TASK TO COMPLETE —
The listing below holds a line with "For every <instance>, the" and a later line with "38L30 31H24L17 42L28". Write out those two lines and every line between them, exactly, and nothing else.

== Segment start ==

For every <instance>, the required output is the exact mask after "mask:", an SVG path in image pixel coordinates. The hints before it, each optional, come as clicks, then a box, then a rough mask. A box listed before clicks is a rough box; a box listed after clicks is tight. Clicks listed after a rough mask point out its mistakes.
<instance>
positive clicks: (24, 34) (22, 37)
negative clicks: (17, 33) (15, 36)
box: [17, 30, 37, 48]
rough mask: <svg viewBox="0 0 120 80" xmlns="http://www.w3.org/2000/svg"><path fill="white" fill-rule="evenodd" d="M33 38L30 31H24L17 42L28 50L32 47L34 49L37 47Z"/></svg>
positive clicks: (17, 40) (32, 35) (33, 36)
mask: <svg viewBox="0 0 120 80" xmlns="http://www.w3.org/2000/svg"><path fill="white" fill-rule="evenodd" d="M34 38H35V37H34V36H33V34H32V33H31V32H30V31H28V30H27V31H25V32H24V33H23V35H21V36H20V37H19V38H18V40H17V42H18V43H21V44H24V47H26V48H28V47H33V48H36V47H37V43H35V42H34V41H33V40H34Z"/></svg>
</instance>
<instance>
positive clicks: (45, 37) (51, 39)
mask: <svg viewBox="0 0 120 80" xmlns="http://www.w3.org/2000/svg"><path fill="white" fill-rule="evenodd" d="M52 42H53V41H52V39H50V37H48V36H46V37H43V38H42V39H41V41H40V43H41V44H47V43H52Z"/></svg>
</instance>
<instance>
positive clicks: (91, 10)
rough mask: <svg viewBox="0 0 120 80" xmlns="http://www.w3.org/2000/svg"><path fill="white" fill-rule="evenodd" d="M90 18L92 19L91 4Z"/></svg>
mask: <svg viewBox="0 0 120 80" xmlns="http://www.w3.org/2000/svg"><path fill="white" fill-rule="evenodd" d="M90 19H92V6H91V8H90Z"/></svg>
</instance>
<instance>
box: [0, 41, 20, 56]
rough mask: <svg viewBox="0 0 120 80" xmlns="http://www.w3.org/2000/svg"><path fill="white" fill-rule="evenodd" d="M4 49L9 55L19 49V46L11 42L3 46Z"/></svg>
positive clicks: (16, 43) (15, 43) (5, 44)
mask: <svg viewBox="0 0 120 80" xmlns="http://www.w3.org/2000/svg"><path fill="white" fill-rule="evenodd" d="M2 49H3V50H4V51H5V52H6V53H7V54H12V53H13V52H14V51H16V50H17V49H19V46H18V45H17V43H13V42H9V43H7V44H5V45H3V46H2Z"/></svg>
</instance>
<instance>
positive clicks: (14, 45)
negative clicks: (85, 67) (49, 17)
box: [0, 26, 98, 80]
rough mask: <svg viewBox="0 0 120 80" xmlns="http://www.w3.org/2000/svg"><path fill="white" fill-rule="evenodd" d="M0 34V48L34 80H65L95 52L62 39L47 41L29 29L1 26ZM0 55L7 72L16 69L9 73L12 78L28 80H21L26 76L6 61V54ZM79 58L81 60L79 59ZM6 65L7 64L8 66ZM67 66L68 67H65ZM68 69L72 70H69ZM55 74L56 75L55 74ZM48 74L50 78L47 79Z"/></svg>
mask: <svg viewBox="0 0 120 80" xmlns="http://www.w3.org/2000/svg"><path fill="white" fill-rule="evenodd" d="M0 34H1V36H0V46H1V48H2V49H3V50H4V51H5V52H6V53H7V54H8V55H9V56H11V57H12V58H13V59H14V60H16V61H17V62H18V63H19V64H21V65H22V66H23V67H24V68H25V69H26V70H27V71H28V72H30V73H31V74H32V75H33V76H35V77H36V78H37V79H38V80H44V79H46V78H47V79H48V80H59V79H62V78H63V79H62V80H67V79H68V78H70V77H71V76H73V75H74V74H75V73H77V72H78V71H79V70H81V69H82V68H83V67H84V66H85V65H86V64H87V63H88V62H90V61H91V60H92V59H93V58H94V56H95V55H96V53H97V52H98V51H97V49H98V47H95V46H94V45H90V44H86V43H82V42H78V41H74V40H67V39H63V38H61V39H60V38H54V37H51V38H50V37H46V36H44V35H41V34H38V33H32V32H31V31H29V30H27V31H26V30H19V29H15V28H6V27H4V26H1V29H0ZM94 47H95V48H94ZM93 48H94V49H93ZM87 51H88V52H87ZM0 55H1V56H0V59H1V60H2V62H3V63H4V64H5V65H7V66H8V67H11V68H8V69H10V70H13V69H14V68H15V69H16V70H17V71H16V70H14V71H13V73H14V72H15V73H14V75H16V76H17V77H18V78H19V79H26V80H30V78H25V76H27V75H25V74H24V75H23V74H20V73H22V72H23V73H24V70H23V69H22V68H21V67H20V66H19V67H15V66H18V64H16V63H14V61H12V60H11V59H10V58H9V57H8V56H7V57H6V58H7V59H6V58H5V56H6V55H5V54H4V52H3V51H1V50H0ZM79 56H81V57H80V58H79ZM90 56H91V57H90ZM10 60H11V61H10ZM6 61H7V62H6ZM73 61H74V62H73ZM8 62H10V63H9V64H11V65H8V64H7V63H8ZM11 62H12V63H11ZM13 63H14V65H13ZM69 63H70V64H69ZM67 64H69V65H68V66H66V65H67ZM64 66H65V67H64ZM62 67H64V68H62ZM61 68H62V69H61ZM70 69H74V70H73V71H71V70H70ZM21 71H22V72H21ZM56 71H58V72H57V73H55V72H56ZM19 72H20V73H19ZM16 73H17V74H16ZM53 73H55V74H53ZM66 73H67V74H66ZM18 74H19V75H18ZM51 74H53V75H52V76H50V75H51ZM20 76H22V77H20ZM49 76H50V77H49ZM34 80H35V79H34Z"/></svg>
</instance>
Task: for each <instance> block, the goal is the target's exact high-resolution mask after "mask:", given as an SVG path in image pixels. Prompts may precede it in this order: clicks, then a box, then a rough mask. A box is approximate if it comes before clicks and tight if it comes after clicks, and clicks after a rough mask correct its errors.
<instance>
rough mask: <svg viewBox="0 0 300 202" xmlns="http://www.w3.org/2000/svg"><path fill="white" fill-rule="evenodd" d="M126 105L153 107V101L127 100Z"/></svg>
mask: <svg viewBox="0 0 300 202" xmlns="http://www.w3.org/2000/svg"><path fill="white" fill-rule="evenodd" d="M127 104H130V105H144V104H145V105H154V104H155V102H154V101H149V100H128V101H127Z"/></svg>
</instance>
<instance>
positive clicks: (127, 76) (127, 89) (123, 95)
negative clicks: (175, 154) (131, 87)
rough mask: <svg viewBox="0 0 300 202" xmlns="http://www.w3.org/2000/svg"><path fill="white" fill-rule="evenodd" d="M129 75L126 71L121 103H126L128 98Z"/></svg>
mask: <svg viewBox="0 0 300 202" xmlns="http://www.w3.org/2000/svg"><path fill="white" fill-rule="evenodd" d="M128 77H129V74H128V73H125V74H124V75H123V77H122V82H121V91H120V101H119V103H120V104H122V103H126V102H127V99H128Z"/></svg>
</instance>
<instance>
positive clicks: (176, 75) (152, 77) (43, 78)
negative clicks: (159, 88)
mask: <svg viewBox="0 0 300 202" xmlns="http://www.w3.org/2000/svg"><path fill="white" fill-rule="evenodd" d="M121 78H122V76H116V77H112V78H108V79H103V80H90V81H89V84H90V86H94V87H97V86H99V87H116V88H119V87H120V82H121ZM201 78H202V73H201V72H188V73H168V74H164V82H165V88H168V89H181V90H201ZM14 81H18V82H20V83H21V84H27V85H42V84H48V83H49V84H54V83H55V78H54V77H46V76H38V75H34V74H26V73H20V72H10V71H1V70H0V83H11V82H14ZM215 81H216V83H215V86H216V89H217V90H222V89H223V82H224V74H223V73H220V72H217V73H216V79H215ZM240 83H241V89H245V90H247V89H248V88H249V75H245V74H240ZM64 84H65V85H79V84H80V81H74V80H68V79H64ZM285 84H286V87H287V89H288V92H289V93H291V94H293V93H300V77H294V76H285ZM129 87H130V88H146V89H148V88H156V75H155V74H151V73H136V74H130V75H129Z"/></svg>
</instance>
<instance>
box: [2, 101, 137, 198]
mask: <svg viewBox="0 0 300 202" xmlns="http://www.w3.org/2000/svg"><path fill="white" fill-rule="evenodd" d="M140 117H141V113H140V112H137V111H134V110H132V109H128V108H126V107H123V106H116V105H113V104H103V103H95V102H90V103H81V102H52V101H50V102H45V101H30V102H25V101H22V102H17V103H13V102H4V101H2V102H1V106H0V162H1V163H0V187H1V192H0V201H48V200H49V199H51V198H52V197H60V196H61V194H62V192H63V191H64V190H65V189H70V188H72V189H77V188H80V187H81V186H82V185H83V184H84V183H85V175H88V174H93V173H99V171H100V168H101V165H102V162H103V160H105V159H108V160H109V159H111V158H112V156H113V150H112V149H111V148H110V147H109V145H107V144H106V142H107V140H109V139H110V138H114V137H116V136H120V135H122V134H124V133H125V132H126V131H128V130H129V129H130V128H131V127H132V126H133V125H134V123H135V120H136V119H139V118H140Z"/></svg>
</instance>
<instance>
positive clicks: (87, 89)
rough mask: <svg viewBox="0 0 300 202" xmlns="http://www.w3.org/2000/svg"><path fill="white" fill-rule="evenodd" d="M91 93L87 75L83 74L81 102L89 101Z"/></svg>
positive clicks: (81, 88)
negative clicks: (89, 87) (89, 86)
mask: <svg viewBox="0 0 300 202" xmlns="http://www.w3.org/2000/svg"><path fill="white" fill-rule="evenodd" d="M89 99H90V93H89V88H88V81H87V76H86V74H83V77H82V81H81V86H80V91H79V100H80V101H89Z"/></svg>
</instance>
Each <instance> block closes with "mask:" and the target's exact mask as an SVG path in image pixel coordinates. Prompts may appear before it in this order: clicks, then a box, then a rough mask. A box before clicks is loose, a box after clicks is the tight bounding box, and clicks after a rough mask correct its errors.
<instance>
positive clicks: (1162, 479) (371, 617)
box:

== Segment end ==
== Segment start ==

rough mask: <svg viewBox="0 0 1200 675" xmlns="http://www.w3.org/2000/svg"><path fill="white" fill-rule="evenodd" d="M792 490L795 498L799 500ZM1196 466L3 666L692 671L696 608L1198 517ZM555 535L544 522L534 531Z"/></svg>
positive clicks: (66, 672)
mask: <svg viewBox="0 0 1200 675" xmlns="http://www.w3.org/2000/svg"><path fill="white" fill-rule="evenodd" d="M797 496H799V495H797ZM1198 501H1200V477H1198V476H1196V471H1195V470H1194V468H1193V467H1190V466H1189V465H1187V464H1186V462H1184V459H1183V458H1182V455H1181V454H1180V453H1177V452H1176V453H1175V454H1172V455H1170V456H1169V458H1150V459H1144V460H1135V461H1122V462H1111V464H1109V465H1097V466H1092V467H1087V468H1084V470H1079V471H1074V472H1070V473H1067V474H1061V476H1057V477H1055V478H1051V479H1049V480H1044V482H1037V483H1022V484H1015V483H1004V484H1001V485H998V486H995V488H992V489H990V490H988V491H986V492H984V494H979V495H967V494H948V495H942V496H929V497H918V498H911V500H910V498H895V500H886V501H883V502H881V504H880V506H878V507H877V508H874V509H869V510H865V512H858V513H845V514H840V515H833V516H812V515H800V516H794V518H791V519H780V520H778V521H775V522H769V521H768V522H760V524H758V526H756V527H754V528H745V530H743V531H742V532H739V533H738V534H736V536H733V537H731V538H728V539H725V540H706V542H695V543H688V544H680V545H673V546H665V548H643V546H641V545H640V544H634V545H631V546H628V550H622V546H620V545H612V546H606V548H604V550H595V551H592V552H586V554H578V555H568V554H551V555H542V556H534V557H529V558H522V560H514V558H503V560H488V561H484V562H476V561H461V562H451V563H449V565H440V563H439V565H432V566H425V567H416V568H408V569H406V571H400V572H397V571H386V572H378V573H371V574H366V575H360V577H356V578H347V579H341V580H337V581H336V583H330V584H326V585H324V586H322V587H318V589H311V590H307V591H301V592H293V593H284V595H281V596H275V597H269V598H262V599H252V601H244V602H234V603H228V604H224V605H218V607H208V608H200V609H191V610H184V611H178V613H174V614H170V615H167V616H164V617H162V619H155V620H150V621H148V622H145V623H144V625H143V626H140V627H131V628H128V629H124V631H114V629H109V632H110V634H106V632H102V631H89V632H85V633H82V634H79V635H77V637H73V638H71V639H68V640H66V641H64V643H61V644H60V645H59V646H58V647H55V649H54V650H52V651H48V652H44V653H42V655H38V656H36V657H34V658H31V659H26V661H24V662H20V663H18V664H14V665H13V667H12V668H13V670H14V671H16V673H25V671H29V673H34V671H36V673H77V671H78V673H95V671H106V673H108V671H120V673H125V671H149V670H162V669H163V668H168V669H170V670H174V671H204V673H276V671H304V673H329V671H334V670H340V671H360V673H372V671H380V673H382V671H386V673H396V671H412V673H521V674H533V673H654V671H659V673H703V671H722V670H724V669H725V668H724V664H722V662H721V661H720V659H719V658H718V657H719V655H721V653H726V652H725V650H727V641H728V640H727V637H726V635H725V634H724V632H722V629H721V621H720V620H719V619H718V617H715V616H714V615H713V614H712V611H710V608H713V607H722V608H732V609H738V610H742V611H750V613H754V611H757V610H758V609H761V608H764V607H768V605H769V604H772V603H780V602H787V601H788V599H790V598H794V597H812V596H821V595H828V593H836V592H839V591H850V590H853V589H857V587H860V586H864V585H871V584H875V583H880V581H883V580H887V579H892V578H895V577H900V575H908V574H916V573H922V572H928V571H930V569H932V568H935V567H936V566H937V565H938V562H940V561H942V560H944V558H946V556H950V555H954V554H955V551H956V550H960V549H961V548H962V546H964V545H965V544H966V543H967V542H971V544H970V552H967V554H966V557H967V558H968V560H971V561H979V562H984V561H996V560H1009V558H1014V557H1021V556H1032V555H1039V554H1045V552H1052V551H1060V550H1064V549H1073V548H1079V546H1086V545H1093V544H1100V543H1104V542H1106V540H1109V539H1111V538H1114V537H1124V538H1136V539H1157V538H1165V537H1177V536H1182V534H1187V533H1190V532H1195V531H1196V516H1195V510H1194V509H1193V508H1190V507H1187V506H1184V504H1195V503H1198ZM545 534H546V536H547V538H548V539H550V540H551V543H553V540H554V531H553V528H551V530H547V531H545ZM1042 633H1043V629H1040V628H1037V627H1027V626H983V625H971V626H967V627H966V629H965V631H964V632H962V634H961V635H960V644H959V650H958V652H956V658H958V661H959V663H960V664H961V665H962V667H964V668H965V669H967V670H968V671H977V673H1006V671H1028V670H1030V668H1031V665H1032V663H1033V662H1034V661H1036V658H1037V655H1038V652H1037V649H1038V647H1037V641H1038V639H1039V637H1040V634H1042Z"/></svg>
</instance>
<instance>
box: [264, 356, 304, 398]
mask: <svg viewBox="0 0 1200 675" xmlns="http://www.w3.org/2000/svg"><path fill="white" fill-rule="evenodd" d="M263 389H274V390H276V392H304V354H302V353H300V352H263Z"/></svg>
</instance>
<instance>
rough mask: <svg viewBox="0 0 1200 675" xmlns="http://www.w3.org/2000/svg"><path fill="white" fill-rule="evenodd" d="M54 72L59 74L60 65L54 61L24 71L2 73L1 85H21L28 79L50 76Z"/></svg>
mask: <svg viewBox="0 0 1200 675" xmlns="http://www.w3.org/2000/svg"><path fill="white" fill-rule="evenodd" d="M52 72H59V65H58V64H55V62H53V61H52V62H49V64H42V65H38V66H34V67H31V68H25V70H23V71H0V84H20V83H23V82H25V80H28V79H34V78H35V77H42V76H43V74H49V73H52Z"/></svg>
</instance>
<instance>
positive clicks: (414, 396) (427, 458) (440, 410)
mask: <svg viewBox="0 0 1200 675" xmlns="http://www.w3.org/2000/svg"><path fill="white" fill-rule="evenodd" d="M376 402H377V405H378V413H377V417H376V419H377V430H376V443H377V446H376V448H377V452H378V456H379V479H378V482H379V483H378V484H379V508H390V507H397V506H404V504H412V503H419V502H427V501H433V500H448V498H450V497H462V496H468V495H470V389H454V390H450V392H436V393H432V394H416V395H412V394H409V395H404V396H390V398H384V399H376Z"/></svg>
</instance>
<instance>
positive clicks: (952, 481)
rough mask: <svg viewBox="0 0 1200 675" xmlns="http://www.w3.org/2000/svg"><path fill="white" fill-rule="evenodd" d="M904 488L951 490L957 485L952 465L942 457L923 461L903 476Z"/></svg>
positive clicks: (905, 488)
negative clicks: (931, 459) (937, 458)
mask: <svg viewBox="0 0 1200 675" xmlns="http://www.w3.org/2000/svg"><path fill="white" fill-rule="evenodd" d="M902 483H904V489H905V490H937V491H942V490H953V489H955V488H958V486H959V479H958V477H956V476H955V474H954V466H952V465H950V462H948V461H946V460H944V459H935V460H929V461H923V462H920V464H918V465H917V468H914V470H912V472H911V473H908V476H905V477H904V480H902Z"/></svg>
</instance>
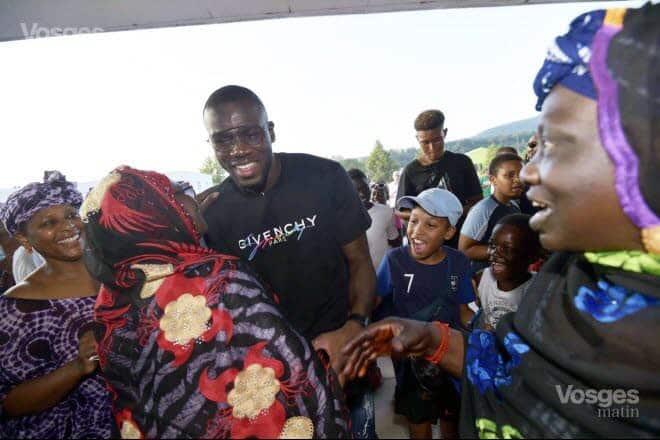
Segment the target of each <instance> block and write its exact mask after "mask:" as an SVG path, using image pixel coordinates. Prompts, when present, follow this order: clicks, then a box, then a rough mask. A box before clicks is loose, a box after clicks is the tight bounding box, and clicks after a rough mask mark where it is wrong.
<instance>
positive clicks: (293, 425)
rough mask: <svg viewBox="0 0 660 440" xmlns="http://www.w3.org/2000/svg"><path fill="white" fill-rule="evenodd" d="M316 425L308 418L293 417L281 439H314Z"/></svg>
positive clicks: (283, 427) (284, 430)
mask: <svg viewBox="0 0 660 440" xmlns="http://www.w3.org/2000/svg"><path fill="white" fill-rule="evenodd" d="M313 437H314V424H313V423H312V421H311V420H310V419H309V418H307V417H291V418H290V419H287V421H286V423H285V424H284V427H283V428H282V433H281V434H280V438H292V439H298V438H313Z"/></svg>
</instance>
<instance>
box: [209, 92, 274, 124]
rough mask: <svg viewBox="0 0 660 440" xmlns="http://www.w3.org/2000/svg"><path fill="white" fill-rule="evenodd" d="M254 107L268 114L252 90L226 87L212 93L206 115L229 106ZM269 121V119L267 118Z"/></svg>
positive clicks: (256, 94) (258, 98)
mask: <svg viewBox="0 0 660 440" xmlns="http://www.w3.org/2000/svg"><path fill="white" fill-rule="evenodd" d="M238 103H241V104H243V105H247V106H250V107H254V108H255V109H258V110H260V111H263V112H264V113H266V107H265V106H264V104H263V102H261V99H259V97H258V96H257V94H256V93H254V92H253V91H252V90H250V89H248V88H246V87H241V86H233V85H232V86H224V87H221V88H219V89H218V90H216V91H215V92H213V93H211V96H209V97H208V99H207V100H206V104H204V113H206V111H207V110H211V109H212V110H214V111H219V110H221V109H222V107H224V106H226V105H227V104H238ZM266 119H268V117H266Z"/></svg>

== Segment end ==

SOLUTION BELOW —
For every <instance>, the required output is the exact mask after "mask:", an SVG path in image pixel coordinates. The hints before it, each optional, come as clicks, then a box, then a rough mask. A box listed before clicks is a rough box; a box listed after clicks is tight. Clicks listed after a rough mask point out its mistakes.
<instance>
positive clicks: (24, 34) (22, 37)
negative clicks: (17, 33) (15, 36)
box: [17, 30, 37, 48]
rough mask: <svg viewBox="0 0 120 80" xmlns="http://www.w3.org/2000/svg"><path fill="white" fill-rule="evenodd" d="M33 38L30 31H24L17 42L28 50L32 47L34 49L37 47Z"/></svg>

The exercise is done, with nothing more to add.